* **Tasks and exercises**:
1. List each function name written with parentheses in the uclamp patch excerpt, in the form it takes there.
2. Continue the uclamp patch excerpt with the next few lines, starting right after its last line.

* **Excerpt to read**:
════
On 06/19/20 19:45, Peter Zijlstra wrote:
> On Thu, Jun 18, 2020 at 08:55:25PM +0100, Qais Yousef wrote:
> 
> > +/*
> > + * This static key is used to reduce the uclamp overhead in the fast path. 
> > It
> > + * only disables the call to uclamp_rq_{inc, dec}() in 
> > enqueue/dequeue_task().
> > + *
> > + * This allows users to continue to enable uclamp in their kernel config 
> > with
> > + * minimum uclamp overhead in the fast path.
> > + *
> > + * As soon as userspace modifies any of the uclamp knobs, the static key is
> > + * disabled, since we have an actual users that make use of uclamp
> > + * functionality.
> > + *
> > + * The knobs that would disable this static key are:
> > + *
> > + *   * A task modifying its uclamp value with sched_setattr().
════
* **Extracted material**:
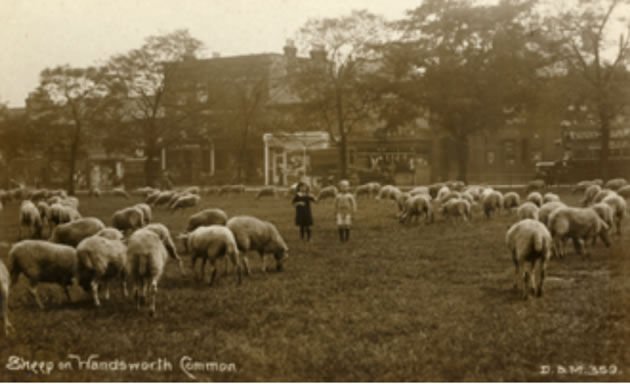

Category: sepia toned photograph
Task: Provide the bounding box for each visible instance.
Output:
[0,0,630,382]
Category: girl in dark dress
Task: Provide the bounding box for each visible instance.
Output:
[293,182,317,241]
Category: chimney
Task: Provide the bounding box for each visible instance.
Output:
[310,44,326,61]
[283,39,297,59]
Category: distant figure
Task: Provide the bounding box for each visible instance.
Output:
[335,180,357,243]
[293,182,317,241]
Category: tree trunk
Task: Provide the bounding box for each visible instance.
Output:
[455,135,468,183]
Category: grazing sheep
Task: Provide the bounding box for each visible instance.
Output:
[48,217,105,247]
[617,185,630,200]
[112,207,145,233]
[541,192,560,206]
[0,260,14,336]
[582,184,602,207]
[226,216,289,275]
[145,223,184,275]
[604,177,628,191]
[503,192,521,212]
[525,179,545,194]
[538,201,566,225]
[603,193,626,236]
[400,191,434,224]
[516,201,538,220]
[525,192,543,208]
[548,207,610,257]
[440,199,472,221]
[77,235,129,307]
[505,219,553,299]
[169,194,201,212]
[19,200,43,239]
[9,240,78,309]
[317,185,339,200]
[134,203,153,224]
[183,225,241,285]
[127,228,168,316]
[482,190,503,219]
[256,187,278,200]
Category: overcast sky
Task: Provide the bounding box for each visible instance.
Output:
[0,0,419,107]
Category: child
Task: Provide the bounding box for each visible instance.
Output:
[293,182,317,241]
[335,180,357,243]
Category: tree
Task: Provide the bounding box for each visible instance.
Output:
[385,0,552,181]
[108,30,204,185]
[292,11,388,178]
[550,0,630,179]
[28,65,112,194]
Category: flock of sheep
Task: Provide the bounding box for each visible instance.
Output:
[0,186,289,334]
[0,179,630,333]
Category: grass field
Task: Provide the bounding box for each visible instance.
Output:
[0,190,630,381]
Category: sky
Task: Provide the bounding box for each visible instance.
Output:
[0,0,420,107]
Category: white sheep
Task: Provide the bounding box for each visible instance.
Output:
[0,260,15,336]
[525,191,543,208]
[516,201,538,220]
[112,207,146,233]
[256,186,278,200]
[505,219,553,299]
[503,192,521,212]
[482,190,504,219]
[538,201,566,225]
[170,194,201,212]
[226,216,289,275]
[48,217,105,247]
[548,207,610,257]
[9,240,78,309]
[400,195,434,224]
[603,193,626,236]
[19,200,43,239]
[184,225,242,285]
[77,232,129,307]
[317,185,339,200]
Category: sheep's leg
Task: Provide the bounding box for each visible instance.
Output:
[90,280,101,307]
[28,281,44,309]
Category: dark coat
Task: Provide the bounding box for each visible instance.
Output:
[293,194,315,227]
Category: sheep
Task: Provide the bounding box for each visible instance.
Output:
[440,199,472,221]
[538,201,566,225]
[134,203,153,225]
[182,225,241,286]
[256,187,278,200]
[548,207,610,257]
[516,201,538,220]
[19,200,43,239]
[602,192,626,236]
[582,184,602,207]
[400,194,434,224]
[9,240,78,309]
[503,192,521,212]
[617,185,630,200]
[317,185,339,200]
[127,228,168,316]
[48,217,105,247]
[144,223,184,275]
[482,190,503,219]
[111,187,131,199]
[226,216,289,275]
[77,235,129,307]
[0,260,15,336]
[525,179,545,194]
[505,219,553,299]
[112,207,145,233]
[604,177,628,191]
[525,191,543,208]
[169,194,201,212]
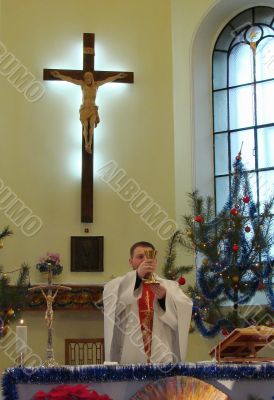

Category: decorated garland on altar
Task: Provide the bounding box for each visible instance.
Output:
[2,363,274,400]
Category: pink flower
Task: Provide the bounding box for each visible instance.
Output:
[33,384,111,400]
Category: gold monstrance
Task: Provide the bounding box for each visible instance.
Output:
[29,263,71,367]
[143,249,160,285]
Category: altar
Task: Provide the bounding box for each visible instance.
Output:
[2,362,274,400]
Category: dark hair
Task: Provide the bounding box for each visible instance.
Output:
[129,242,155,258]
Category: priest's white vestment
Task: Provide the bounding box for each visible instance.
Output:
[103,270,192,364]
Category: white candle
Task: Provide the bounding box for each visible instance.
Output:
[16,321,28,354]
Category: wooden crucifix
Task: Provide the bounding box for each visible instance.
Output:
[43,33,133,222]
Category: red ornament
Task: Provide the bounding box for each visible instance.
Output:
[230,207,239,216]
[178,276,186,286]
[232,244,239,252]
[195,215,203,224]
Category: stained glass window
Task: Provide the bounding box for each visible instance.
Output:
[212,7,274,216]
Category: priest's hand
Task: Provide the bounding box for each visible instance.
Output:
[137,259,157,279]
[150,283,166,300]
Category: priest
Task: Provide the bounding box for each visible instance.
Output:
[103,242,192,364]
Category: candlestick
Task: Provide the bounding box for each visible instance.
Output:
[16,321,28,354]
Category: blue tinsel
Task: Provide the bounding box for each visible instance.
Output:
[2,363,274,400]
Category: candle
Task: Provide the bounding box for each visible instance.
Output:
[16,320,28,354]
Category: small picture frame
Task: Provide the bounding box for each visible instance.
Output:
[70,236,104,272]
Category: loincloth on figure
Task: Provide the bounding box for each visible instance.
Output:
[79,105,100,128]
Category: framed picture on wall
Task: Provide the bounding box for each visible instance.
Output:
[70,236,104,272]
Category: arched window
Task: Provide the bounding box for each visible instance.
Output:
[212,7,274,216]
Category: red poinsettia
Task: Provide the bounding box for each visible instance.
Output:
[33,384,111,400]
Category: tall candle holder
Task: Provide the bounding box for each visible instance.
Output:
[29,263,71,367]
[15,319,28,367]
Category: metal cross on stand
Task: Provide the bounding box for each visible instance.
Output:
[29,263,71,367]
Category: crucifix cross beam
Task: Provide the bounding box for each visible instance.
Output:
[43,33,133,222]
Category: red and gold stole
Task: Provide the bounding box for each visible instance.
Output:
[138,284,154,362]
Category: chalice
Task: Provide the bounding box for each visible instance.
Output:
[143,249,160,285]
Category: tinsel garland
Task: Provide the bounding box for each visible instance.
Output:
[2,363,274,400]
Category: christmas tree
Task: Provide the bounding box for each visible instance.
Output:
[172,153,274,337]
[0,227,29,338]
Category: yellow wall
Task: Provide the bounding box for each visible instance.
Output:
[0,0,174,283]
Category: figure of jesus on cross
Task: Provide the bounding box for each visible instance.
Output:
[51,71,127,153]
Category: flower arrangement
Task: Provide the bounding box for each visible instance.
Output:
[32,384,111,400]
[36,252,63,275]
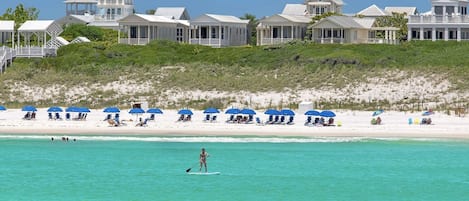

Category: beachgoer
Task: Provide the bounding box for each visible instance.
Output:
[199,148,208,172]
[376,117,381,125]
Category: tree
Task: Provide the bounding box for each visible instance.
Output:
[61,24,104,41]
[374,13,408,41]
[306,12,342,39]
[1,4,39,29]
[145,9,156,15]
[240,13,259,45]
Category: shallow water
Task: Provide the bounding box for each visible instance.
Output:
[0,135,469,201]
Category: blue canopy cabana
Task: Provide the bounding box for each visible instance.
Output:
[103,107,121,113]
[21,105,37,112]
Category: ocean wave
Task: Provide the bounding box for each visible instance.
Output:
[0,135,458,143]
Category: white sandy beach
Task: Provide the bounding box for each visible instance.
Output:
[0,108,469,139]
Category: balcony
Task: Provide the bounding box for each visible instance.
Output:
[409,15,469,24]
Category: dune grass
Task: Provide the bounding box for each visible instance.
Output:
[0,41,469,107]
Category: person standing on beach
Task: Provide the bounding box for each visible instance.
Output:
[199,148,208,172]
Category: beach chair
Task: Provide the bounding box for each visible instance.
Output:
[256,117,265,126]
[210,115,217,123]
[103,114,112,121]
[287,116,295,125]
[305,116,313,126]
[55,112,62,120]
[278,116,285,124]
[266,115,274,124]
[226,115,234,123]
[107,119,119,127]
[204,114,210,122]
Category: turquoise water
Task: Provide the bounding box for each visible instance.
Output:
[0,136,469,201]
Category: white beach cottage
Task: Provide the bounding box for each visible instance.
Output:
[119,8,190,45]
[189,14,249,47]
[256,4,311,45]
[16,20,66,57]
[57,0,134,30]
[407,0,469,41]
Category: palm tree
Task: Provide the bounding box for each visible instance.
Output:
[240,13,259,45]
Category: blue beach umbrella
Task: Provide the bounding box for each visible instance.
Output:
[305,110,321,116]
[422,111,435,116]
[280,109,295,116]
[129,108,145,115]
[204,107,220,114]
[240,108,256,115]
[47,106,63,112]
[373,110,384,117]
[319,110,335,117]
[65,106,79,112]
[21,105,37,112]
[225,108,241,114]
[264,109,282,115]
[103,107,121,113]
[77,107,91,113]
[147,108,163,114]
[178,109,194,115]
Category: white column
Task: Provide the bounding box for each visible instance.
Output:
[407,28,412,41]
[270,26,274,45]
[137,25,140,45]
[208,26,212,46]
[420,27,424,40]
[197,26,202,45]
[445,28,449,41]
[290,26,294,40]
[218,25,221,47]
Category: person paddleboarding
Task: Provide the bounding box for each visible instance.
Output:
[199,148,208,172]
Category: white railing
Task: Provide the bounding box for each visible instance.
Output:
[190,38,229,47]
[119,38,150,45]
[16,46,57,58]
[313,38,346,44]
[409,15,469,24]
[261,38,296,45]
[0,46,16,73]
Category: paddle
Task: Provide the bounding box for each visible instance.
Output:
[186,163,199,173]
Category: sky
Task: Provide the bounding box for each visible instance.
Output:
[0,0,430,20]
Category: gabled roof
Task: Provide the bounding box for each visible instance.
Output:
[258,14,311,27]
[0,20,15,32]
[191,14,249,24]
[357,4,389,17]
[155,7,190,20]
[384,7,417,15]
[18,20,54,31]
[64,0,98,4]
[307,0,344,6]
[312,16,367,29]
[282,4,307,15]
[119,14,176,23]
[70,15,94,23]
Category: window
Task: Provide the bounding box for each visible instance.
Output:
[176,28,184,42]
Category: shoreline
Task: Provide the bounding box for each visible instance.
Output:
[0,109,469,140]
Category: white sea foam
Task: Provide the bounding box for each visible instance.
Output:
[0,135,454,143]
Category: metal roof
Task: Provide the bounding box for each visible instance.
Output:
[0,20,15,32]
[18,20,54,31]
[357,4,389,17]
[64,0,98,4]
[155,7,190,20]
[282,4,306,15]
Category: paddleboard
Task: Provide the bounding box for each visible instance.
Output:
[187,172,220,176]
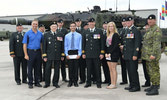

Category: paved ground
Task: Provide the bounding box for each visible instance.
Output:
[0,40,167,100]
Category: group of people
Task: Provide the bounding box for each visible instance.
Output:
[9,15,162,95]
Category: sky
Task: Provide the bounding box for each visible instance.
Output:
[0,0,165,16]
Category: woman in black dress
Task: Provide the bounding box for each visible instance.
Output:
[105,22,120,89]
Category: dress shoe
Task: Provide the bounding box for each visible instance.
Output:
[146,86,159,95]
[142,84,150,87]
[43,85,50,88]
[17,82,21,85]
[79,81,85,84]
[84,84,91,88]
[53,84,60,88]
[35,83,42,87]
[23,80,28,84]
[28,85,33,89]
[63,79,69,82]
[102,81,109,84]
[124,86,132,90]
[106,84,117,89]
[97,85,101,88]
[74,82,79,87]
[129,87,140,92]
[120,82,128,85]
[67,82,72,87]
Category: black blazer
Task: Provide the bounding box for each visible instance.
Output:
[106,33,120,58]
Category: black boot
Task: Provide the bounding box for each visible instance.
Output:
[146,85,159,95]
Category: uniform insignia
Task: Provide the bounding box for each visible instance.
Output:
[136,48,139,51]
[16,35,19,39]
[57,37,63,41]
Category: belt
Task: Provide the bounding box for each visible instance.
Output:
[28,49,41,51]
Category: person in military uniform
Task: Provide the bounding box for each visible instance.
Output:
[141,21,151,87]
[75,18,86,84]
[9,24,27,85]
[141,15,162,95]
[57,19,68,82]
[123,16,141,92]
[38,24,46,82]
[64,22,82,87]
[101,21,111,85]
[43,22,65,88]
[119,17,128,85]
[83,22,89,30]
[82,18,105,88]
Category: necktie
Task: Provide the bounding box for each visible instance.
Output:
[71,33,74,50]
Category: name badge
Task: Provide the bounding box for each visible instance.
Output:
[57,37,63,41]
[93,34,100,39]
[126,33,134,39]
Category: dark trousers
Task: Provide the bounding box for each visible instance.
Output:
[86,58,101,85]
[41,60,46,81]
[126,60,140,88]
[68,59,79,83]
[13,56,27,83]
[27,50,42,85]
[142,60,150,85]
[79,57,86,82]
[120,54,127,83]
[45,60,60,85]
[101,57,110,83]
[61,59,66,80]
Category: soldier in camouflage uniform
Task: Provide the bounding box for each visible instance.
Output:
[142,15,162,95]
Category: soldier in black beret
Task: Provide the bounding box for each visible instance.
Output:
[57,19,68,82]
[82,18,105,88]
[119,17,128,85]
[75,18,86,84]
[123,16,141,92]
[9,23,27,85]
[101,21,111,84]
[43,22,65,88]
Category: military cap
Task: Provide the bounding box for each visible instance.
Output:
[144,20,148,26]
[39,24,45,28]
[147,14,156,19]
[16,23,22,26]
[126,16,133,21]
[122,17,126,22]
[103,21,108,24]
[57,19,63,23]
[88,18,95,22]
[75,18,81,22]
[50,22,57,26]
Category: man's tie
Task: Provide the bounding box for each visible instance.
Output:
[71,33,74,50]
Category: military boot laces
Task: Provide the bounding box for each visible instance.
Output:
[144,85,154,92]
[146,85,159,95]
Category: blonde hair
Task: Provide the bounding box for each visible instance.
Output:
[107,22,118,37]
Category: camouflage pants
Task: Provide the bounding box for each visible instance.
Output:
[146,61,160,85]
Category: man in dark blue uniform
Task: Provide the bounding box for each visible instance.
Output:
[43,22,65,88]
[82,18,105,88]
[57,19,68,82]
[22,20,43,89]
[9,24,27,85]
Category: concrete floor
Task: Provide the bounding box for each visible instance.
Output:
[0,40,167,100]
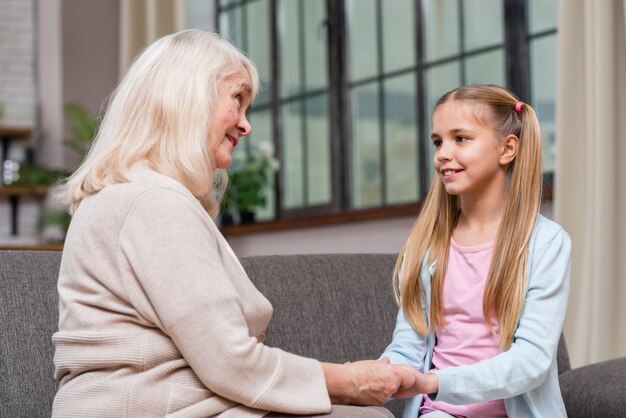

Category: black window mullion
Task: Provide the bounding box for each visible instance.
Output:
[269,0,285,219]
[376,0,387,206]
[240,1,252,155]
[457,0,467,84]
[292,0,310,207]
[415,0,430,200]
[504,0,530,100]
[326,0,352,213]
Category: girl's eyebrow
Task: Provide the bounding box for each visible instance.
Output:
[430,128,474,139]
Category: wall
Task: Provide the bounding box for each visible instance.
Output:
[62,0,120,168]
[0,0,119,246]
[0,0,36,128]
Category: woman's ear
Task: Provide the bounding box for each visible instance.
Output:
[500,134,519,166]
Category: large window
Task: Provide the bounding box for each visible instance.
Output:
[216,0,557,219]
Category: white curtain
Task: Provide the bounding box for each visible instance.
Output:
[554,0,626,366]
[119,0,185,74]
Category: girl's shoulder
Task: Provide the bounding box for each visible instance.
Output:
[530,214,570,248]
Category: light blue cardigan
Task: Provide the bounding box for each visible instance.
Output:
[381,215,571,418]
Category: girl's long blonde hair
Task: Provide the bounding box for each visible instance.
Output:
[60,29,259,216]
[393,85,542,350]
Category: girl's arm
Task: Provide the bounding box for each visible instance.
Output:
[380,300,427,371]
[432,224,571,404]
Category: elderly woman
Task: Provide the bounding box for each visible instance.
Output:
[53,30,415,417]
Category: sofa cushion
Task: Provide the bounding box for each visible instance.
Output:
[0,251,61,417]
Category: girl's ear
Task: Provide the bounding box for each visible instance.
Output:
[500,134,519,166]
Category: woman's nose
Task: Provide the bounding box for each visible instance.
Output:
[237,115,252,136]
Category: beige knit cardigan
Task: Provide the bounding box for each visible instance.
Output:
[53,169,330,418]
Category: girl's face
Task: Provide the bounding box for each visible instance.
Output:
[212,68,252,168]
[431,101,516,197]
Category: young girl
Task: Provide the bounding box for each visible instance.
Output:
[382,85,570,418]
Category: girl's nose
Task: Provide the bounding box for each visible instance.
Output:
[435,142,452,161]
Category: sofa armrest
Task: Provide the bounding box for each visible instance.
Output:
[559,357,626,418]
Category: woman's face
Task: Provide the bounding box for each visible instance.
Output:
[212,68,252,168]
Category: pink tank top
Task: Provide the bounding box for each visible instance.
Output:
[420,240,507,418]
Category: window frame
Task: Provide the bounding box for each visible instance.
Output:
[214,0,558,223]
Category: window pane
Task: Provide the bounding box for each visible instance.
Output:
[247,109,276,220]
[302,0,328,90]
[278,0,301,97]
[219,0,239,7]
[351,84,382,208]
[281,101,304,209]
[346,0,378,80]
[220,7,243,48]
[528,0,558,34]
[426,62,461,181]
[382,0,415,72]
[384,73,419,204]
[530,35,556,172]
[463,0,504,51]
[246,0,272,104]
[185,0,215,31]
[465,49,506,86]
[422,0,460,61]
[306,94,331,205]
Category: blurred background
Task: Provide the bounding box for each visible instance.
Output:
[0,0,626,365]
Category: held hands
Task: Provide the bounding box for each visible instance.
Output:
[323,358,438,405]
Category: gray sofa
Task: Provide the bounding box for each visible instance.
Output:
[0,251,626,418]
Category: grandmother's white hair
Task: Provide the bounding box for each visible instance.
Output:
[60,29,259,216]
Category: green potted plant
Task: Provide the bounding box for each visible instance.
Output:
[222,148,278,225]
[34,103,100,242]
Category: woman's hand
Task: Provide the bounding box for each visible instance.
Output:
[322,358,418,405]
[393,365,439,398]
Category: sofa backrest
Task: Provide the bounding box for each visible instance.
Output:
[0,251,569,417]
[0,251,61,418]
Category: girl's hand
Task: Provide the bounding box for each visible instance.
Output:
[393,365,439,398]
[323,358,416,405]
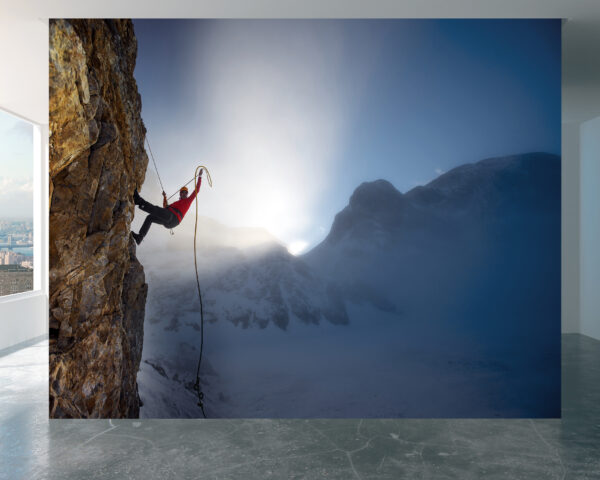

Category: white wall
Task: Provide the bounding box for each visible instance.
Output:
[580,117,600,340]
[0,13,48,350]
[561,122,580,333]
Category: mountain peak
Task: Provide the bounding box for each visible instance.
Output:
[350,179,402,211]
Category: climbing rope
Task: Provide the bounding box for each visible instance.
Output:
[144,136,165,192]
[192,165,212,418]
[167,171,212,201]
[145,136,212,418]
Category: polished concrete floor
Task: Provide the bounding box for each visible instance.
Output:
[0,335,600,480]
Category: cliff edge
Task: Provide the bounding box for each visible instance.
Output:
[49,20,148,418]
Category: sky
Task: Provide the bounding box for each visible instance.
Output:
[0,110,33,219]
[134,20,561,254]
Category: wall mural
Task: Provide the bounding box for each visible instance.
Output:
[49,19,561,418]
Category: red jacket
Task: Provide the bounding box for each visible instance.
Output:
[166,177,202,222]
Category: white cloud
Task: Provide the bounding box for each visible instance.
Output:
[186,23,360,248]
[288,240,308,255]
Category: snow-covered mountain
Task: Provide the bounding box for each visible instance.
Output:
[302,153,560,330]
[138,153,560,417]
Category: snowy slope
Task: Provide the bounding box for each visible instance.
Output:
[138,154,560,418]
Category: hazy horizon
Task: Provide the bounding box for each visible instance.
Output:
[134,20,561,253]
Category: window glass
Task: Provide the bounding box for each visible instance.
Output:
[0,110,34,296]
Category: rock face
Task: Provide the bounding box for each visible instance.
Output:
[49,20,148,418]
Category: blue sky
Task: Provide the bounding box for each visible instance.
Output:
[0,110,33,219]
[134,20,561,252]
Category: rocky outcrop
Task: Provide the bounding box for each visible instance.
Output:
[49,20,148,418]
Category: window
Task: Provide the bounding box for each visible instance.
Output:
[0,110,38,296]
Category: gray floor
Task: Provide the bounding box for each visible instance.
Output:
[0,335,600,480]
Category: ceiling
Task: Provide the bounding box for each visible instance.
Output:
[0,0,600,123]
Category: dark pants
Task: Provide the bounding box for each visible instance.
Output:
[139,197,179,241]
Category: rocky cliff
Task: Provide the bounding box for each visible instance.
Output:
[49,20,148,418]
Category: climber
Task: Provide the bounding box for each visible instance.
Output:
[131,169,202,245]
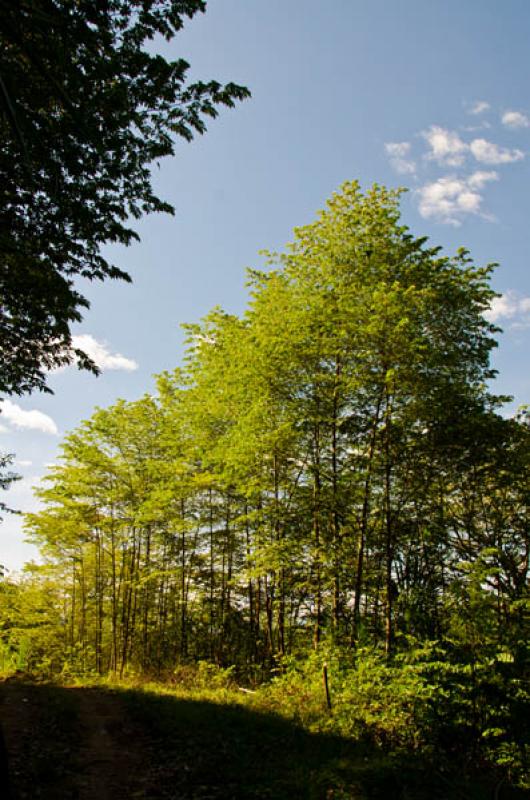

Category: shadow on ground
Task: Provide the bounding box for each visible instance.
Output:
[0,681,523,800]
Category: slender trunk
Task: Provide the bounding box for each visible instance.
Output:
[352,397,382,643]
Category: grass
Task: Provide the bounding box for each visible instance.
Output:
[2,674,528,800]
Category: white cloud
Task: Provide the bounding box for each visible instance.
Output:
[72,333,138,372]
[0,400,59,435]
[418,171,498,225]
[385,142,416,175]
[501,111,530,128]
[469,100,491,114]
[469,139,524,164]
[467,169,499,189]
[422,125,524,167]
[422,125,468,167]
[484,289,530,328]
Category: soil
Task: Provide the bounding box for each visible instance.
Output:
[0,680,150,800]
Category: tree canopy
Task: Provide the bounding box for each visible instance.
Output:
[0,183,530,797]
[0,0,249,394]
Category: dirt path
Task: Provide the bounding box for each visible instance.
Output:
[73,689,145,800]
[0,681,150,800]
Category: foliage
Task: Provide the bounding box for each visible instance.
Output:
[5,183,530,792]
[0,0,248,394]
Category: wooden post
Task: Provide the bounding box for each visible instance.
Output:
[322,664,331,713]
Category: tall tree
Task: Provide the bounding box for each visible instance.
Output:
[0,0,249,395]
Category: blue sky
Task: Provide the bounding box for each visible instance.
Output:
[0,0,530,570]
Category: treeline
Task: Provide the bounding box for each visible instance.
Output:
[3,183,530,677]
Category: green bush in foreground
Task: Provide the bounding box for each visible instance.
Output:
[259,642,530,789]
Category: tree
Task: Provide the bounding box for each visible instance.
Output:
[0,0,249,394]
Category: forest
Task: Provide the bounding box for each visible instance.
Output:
════
* **Answers to the exercise**:
1.
- uclamp_rq_{inc, dec}()
- enqueue/dequeue_task()
- sched_setattr()

2.
> > + *   * An admin modifying the sysctl_sched_uclamp_{min, max} via procfs.
> > + *   * An admin modifying the cgroup cpu.uclamp.{min, max}
> > + */
> > +DEFINE_STATIC_KEY_TRUE(sched_uclamp_unused);
> 
> Maybe call the thing: 'sched_uclamp_users', instead?
> 
> 
> > +           if (static_branch_unlikely(&sched_uclamp_unused))
> > +                   static_branch_disable(&sched_uclamp_unused);
> 
> 
> > +   if (static_branch_unlikely(&sched_uclamp_unused))
> > +           static_branch_disable(&sched_uclamp_unused);
> 
> 
> > +   if (static_branch_unlikely(&sched_uclamp_unused))
> > +           static_branch_disable(&sched_uclamp_unused);
> 
> That's an anti-pattern... just static_branch_disable(), or _enable()
> with a 'better' name is sufficient.

I misread the code. I saw there's a WAN_ON_ONCE() but that only triggers if the
atomic variable has a value that is ! in (0, 1) range.

So yes we can call it unconditionally.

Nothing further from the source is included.